Given passage:

@@@@@ @ @ @@@@@ @ @ @@@@@@@ @ @ @@@@@ @@@@@ @@@ @ @ @ @ @ @ @ @ @ @ @ @ @ @ @ @ @ @@@@@ @@@@ @ @ @ @ @ @ @ @ @ @ @ @ @ @ @ @ @ @ @ @ @ @ @ @ @ @ @ @ @@@@@ @ @ @ @ @@@@@ @@@@@ @@@Mt. Holz Science Fiction Society
12/12/03 -- Vol. 22, No. 24
Table of Contents
Answer to Last Week's Puzzle (comments by Mark R. Leeper):
We got no correct answers to last week's puzzle. The question was "Find the name of a world-famous American writer. This writer has a first and last name. Reverse the order of the two names. Remove one or more letters from the end of the first name and one or more letters from the end of the last name. The result is the name of a famous science fiction, horror, or fantasy writer. Who are these two writers?"
The answer is Tennessee Williams. Reverse the order of the names and remove some letters at the end of each to get William Tenn. [-mrl]
This Week's Puzzle (comments by Evelyn C. Leeper):
In EX LIBRIS: CONFESSIONS OF A COMMON READER, Anne Fadiman talks about a book that had by her count at least twenty-two words she not only couldn't define, she couldn't remember ever seeing them before. She showed the list to several people in publishing and academia to see how they would do. Before telling you the results, we figured we would give you the list and see how you all do. This is on the honor system--no looking them up. Let us know how many (and which) words you know of the following:
monophysite, mephitic, calineries, diapason, grimoire, adapertile, retromingent, perllan, cupellation, adytum, sepoy, subadar, paludal, apozemical, camorra, ithyphallic, alcalde, aspergill, agathodemon, kakodemon, goetic, opopanax
[-ecl]
State Names (comments by Mark R. Leeper):
The answer to last week's puzzle is Tennessee Williams. Ever notice that some times characters in fiction get named after state names. Well, you probably already know Indiana Jones. Dennis Weaver played a Kentucky Jones in a TV show. Jackie Gleason played Minnesota Fats in THE HUSTLER. Wallace Beery was called Rhode Island Red in PONY EXPRESS. There was a western about Nevada Smith starring Steve McQueen. Previously, Alan Ladd played the same character in THE CARPETBAGGERS. Most he-men have the option of taking the state they are from as a nickname. It occurs to me that an Indiana Jones type is as some kind of a disadvantage in this regard if he is from Virginia or Georgia. It kind of puts Washington Irving in a new light too. [-mrl]
The Drive-In Theater (comments by Mark R. Leeper):
I was discussing drive-in movies on Usenet to someone who had never been to one and wondered what it was like. I tried to answer his questions and as I did a flood of nostalgia came to me. I guess I kind of miss the old drive-ins. If you see how the drive-ins appear in the media they appear to be trysting places that showed only bad movies. Let me say that I never saw anyone "making out" at a drive-in, but my attention was usually on the screen. As for the quality of films shown I must say that films like THE BRIDGE OVER THE RIVER KWAI, THE GUNS OF NAVARONE, THE EXORCIST, THE LEGEND OF HELL HOUSE, THE DEVIL'S BRIDE, and THE FLY (1958) I saw for the first time on a giant outdoor screen. I suppose more often the films were like THE GIANT SPIDER INVASION, HOUSE OF THE SEVEN CORPSES, and MARK OF THE DEVIL, PART 2. But it depended a lot on the drive-ins you picked and of course you could be selective.

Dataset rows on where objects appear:
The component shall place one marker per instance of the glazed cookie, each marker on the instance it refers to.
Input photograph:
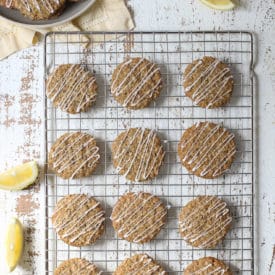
(78, 220)
(136, 82)
(140, 264)
(137, 154)
(207, 150)
(204, 221)
(72, 88)
(138, 217)
(74, 155)
(208, 82)
(207, 265)
(37, 9)
(76, 266)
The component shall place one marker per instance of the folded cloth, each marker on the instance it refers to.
(104, 15)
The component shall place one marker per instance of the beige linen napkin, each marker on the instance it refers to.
(104, 15)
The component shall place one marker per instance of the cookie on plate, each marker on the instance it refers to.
(137, 154)
(38, 9)
(208, 82)
(204, 221)
(76, 266)
(78, 220)
(138, 217)
(207, 265)
(136, 82)
(74, 155)
(207, 149)
(72, 88)
(140, 264)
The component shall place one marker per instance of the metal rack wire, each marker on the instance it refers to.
(170, 115)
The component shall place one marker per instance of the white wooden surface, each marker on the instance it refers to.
(21, 116)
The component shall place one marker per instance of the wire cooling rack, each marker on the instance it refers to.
(170, 115)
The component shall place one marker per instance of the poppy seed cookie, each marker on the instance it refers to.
(72, 88)
(136, 82)
(37, 9)
(74, 155)
(204, 221)
(138, 217)
(206, 266)
(137, 154)
(208, 82)
(78, 220)
(207, 149)
(76, 266)
(139, 264)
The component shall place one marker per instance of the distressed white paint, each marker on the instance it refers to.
(257, 16)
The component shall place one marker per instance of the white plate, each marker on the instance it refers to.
(70, 12)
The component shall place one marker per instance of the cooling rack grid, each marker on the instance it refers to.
(170, 115)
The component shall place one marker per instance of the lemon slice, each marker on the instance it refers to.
(14, 243)
(219, 4)
(19, 177)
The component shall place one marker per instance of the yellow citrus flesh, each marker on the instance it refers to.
(14, 243)
(19, 177)
(219, 4)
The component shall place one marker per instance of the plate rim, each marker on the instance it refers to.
(49, 25)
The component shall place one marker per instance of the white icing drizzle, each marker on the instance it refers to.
(134, 98)
(75, 89)
(145, 149)
(208, 79)
(192, 222)
(83, 270)
(142, 266)
(135, 221)
(77, 222)
(62, 161)
(199, 157)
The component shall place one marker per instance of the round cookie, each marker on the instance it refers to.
(78, 220)
(207, 265)
(72, 88)
(140, 264)
(207, 150)
(208, 82)
(76, 266)
(204, 221)
(38, 9)
(74, 155)
(138, 217)
(137, 154)
(136, 82)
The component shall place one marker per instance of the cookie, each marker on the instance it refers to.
(74, 155)
(76, 266)
(140, 264)
(37, 9)
(207, 150)
(71, 88)
(78, 220)
(207, 265)
(137, 154)
(204, 221)
(208, 82)
(138, 217)
(9, 4)
(136, 82)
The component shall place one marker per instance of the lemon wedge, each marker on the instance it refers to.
(14, 243)
(19, 177)
(219, 4)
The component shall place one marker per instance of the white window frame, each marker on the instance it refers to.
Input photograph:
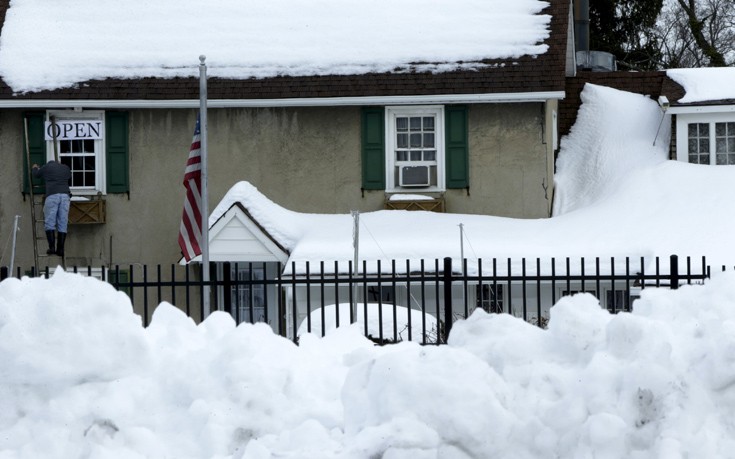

Request: Repeat the entire science fiction society newsletter above, word for word.

Solution to the exercise:
@@@@@ @ @ @@@@@ @ @ @@@@@@@ @ @ @@@@@ @@@@@ @@@ @ @ @ @ @ @ @ @ @ @ @ @ @ @ @ @ @ @@@@@ @@@@ @ @ @ @ @ @ @ @ @ @ @ @ @ @ @ @ @ @ @ @ @ @ @ @ @ @ @ @ @@@@@ @ @ @ @ @@@@@ @@@@@ @@@Mt. Holz Science Fiction Society
12/12/03 -- Vol. 22, No. 24
Table of Contents
Answer to Last Week's Puzzle (comments by Mark R. Leeper):
We got no correct answers to last week's puzzle. The question was "Find the name of a world-famous American writer. This writer has a first and last name. Reverse the order of the two names. Remove one or more letters from the end of the first name and one or more letters from the end of the last name. The result is the name of a famous science fiction, horror, or fantasy writer. Who are these two writers?"
The answer is Tennessee Williams. Reverse the order of the names and remove some letters at the end of each to get William Tenn. [-mrl]
This Week's Puzzle (comments by Evelyn C. Leeper):
In EX LIBRIS: CONFESSIONS OF A COMMON READER, Anne Fadiman talks about a book that had by her count at least twenty-two words she not only couldn't define, she couldn't remember ever seeing them before. She showed the list to several people in publishing and academia to see how they would do. Before telling you the results, we figured we would give you the list and see how you all do. This is on the honor system--no looking them up. Let us know how many (and which) words you know of the following:
monophysite, mephitic, calineries, diapason, grimoire, adapertile, retromingent, perllan, cupellation, adytum, sepoy, subadar, paludal, apozemical, camorra, ithyphallic, alcalde, aspergill, agathodemon, kakodemon, goetic, opopanax
[-ecl]
State Names (comments by Mark R. Leeper):
The answer to last week's puzzle is Tennessee Williams. Ever notice that some times characters in fiction get named after state names. Well, you probably already know Indiana Jones. Dennis Weaver played a Kentucky Jones in a TV show. Jackie Gleason played Minnesota Fats in THE HUSTLER. Wallace Beery was called Rhode Island Red in PONY EXPRESS. There was a western about Nevada Smith starring Steve McQueen. Previously, Alan Ladd played the same character in THE CARPETBAGGERS. Most he-men have the option of taking the state they are from as a nickname. It occurs to me that an Indiana Jones type is as some kind of a disadvantage in this regard if he is from Virginia or Georgia. It kind of puts Washington Irving in a new light too. [-mrl]
The Drive-In Theater (comments by Mark R. Leeper):
I was discussing drive-in movies on Usenet to someone who had never been to one and wondered what it was like. I tried to answer his questions and as I did a flood of nostalgia came to me. I guess I kind of miss the old drive-ins. If you see how the drive-ins appear in the media they appear to be trysting places that showed only bad movies. Let me say that I never saw anyone "making out" at a drive-in, but my attention was usually on the screen. As for the quality of films shown I must say that films like THE BRIDGE OVER THE RIVER KWAI, THE GUNS OF NAVARONE, THE EXORCIST, THE LEGEND OF HELL HOUSE, THE DEVIL'S BRIDE, and THE FLY (1958) I saw for the first time on a giant outdoor screen. I suppose more often the films were like THE GIANT SPIDER INVASION, HOUSE OF THE SEVEN CORPSES, and MARK OF THE DEVIL, PART 2. But it depended a lot on the drive-ins you picked and of course you could be selective.